▸ **TEXT SEGMENT**
>>
Re: [PATCH] Increase core.packedGitLimit

2017-06-21 Thread Jeff King
On Thu, Apr 20, 2017 at 04:41:18PM -0400, David Turner wrote:

> When core.packedGitLimit is exceeded, git will close packs.  If there
> is a repack operation going on in parallel with a fetch, the fetch
> might open a pack, and then be forced to close it due to
> packedGitLimit being hit.  The repack could then delete the pack
> out from under the fetch, causing the fetch to fail.
> 
> Increase core.packedGitLimit's default value to prevent
> this.
> 
> On current 64-bit x86_64 machines, 48 bits of address space are
> available.  It appears that 64-bit ARM machines have no standard
> amount of address space (that is, it varies by manufacturer), and IA64
> and POWER machines have the full 64 bits.  So 48 bits is the only
> limit that we can reasonably care about.  We reserve a few bits of the
> 48-bit address space for the kernel's use (this is not strictly
> necessary, but it's better to be safe), and use up to the remaining
> 45.  No git repository will be anywhere near this large any time soon,
> so this should prevent the failure.
<<
▸ **DATASET RECORDS**
>>
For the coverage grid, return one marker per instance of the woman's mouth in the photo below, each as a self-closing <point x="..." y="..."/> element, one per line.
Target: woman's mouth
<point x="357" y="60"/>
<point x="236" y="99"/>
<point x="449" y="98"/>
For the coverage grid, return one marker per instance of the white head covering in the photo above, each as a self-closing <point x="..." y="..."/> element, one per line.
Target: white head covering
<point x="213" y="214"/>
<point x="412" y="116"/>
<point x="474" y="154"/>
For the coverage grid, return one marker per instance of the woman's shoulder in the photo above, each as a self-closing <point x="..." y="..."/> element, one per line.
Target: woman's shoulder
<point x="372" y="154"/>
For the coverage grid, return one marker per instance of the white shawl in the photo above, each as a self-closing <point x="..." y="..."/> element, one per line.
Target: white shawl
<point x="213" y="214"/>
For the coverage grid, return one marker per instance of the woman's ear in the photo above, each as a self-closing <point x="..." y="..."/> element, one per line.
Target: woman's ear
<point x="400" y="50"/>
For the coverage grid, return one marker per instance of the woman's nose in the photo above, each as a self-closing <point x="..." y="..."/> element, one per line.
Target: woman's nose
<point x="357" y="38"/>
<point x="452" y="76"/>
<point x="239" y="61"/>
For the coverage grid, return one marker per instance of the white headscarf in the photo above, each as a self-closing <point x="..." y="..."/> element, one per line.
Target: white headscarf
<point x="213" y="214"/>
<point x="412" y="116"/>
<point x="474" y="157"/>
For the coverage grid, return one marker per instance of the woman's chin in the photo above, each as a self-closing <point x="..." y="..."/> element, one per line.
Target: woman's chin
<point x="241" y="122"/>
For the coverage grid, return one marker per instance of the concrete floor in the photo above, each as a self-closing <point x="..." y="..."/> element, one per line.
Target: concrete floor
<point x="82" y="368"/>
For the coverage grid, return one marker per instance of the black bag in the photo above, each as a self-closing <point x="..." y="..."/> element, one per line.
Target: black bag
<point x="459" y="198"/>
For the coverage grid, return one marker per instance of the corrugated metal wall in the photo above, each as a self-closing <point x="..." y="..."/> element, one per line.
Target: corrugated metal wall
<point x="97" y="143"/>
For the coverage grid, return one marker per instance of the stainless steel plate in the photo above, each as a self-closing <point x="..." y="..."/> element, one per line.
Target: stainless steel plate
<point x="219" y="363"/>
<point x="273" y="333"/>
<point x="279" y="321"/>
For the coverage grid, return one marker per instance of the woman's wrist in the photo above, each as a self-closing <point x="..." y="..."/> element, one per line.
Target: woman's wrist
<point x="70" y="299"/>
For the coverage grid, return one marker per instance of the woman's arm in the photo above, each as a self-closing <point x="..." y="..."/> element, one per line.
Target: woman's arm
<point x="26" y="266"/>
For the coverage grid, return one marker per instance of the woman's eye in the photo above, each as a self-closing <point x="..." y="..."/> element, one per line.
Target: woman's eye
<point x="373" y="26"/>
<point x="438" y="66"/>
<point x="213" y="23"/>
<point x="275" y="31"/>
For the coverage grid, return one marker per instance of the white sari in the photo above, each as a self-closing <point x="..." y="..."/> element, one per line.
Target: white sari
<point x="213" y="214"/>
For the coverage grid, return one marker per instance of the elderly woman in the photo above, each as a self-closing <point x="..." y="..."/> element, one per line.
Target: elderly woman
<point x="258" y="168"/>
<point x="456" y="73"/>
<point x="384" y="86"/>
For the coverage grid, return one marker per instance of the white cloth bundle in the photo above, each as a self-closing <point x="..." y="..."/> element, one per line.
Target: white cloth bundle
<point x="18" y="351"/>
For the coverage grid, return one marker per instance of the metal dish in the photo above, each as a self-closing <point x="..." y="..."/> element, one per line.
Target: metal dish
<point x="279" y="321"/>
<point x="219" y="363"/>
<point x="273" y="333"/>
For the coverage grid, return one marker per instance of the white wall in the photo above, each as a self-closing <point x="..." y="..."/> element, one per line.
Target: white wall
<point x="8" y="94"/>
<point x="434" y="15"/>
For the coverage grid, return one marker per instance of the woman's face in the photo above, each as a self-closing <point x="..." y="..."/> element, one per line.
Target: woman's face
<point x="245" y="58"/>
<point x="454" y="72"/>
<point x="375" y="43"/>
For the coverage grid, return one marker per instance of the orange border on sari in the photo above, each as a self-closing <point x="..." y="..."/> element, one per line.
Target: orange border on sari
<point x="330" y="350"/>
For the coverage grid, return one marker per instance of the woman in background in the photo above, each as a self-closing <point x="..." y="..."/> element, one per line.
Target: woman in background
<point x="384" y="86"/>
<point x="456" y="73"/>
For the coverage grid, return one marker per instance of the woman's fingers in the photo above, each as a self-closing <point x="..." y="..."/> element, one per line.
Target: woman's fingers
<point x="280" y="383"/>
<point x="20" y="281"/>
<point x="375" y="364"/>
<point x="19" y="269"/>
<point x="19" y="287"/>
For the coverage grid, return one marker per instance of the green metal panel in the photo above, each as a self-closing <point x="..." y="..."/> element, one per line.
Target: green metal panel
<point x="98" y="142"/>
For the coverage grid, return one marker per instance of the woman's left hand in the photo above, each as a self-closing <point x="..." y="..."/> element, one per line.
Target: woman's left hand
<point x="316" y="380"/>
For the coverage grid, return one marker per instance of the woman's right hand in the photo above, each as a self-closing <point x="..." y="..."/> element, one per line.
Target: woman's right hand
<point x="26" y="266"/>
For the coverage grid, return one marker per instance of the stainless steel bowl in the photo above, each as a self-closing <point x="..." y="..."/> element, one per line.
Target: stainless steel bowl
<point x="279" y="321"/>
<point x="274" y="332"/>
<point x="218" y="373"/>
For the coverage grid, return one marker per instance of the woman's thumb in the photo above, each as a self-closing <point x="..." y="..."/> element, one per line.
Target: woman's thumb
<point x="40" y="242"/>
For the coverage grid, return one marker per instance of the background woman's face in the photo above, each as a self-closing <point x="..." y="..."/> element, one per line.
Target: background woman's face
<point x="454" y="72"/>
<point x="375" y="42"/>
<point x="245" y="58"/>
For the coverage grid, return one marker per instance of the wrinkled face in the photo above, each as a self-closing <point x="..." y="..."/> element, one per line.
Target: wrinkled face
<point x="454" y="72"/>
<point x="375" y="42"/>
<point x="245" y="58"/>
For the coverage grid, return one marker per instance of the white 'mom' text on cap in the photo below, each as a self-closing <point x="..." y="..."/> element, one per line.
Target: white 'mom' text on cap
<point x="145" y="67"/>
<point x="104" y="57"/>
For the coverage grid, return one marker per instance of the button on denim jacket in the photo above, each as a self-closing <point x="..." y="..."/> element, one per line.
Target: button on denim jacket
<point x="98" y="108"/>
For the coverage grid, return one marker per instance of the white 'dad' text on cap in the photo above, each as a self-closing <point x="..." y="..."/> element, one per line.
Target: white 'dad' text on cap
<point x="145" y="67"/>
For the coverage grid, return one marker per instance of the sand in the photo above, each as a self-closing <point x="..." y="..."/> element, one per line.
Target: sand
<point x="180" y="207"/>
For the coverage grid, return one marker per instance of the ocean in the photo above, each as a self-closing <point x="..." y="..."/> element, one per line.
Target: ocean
<<
▸ **TO-DO LIST**
#1 Copy the git mailing list message from "2017-06-21 Thread Jeff" up to and including "fetch to fail.", swapping "fetch" for "clone".
#2 Name every machine architecture mentioned in the git mailing list message.
#3 In the git mailing list message, how many bits of address space are available on current 64-bit x86_64 machines?
The records have no connection to the git mailing list message.

▸ **SOLUTIONS PER TASK**
#1
2017-06-21 Thread Jeff King
On Thu, Apr 20, 2017 at 04:41:18PM -0400, David Turner wrote:

> When core.packedGitLimit is exceeded, git will close packs.  If there
> is a repack operation going on in parallel with a clone, the clone
> might open a pack, and then be forced to close it due to
> packedGitLimit being hit.  The repack could then delete the pack
> out from under the clone, causing the clone to fail.

#2 x86_64, ARM, IA64, POWER

#3 48 bits